Given problem: In the entries below, swap every "Detector card" for "Locator card" and reproduce the lines with nothing else altered.
══ Records provided
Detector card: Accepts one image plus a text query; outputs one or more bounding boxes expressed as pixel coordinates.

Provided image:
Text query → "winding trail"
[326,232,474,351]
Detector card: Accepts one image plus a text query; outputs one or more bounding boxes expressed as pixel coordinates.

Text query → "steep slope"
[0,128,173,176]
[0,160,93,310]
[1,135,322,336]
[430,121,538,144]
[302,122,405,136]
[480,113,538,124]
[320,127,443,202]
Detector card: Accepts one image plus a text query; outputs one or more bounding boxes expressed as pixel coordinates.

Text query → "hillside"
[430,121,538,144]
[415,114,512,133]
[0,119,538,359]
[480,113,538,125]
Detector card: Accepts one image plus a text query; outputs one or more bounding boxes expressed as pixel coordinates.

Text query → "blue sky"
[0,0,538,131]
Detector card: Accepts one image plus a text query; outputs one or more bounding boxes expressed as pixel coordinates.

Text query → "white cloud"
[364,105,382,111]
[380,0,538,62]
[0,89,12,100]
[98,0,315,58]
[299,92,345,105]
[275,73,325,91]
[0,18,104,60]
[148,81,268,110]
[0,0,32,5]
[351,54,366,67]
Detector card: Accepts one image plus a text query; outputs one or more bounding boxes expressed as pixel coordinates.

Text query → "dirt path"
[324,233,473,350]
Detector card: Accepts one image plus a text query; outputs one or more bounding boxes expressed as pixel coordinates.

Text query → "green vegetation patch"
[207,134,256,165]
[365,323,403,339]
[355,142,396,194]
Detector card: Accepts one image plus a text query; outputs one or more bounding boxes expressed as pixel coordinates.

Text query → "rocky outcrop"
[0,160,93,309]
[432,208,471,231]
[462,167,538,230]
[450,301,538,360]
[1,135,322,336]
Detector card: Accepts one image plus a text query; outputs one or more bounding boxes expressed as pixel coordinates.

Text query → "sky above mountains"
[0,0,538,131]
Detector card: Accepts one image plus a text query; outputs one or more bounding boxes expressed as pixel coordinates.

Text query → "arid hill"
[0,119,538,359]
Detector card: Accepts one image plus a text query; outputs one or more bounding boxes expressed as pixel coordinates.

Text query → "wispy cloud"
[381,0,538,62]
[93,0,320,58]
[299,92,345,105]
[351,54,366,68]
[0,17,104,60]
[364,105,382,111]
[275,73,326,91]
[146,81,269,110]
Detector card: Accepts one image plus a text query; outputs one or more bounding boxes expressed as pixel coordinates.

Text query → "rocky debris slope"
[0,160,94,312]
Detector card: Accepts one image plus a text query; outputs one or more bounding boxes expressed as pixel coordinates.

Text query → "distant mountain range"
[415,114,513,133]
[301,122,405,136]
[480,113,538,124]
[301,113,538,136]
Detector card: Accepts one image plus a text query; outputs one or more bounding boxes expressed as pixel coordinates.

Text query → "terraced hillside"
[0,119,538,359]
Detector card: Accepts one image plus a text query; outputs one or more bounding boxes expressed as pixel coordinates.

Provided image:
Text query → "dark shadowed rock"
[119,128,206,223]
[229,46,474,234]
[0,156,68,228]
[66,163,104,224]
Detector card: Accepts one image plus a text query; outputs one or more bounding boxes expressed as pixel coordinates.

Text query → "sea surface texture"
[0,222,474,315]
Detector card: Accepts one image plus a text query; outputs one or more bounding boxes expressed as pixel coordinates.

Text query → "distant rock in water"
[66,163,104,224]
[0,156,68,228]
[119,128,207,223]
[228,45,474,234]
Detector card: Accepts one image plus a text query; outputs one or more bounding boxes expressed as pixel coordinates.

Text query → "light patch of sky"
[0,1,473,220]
════
Response to this task:
Locator card: Accepts one image plus a text query; outputs one or more bounding boxes expressed as pixel coordinates.

Provided image:
Text query → "winding trail"
[326,232,474,351]
Locator card: Accepts one image plus a text query; outputs one or more bounding boxes expressed as pixel coordinates.

Text query → "steep slope"
[0,128,173,176]
[0,160,93,310]
[1,135,322,336]
[430,121,538,144]
[302,122,405,136]
[480,113,538,124]
[320,127,443,202]
Locator card: Accepts one image plus a text query; outputs one or more bounding boxes expressed as pixel coordinates.

Text query → "hillside"
[430,121,538,144]
[415,114,512,133]
[0,119,538,359]
[480,113,538,125]
Locator card: Accepts one image plus a text query; outputs one or more bounding boxes expressed as pixel coordinates.

Text query → "blue sky"
[0,0,538,131]
Locator card: Accepts one image plus a text query; outputs one or more bounding boxes expressed as pixel coordinates.

Text query → "white cloud"
[364,105,382,111]
[380,0,538,62]
[0,89,12,100]
[98,0,315,58]
[299,92,345,105]
[275,73,325,91]
[0,18,104,60]
[148,81,268,110]
[0,0,32,5]
[351,54,366,67]
Locator card: Accepts one image plus a text query; outputs one or more bounding boxes expressed as pixel coordinates.

Text query → "dirt path"
[324,233,473,350]
Locator card: Accepts one image plus a text query; outputs one or more bounding boxes expressed as pixel coordinates.

Text query → "green vegetation patch"
[207,134,256,165]
[365,323,403,339]
[355,142,396,194]
Locator card: Accepts one image plus a text query; outputs one or more bounding boxes expressed as pixel coordinates.

Text query → "rocky outcrop"
[0,160,93,309]
[432,208,471,231]
[462,167,538,230]
[450,301,538,360]
[1,135,322,336]
Locator card: Accepts one image plus a text query; outputs one or more bounding boxes expressed as pixel coordinates.

Text query → "sky above mountains"
[0,0,538,131]
Locator card: Accepts one image plus a text query; outputs one or more bounding boxes expressed as pixel coordinates.

Text query → "arid hill"
[0,119,538,359]
Locator card: Accepts one image plus a text query; outputs one or more bounding boxes expressed as pixel coordinates.

Text query → "wispy cloud"
[381,0,538,62]
[93,0,320,58]
[299,92,345,105]
[351,54,366,68]
[0,17,104,60]
[364,105,382,111]
[275,73,326,91]
[146,81,269,110]
Locator card: Accepts one image plus a text query; outputs one or more bounding boxes expressed as pixel coordinates.

Text query → "rocky debris slope"
[0,160,94,312]
Locator card: Accepts one image plus a text query; outputs one or more bounding boxes expressed as pixel coordinates.

Text query → "distant mountain range"
[415,114,513,133]
[301,122,405,136]
[480,113,538,124]
[301,113,538,136]
Locator card: Accepts one image plus a text query; outputs one or more bounding boxes expressed as pixel coordinates.

Text query → "terraced hillside"
[0,119,538,359]
Locator card: Accepts one image plus a text query; outputs one or more bounding boxes expressed as pixel coordinates.

Provided image:
Text query → "dark shadowed rock"
[119,128,206,223]
[229,46,474,234]
[0,156,68,228]
[66,163,104,224]
Locator card: Accepts one image plus a text query; outputs one or more bounding boxes expressed as pixel coordinates.

Text query → "sea surface texture"
[0,222,474,315]
Locator card: Accepts one image plus a text query; outputs one or more bounding boxes expressed as pixel coordinates.

Text query → "distant rock in water"
[66,163,104,224]
[0,156,68,228]
[119,128,207,223]
[228,45,474,234]
Locator card: Accepts one image plus a text query; outputs one or more bounding boxes expressed as pixel coordinates.

Text query → "light patch of sky"
[0,1,473,220]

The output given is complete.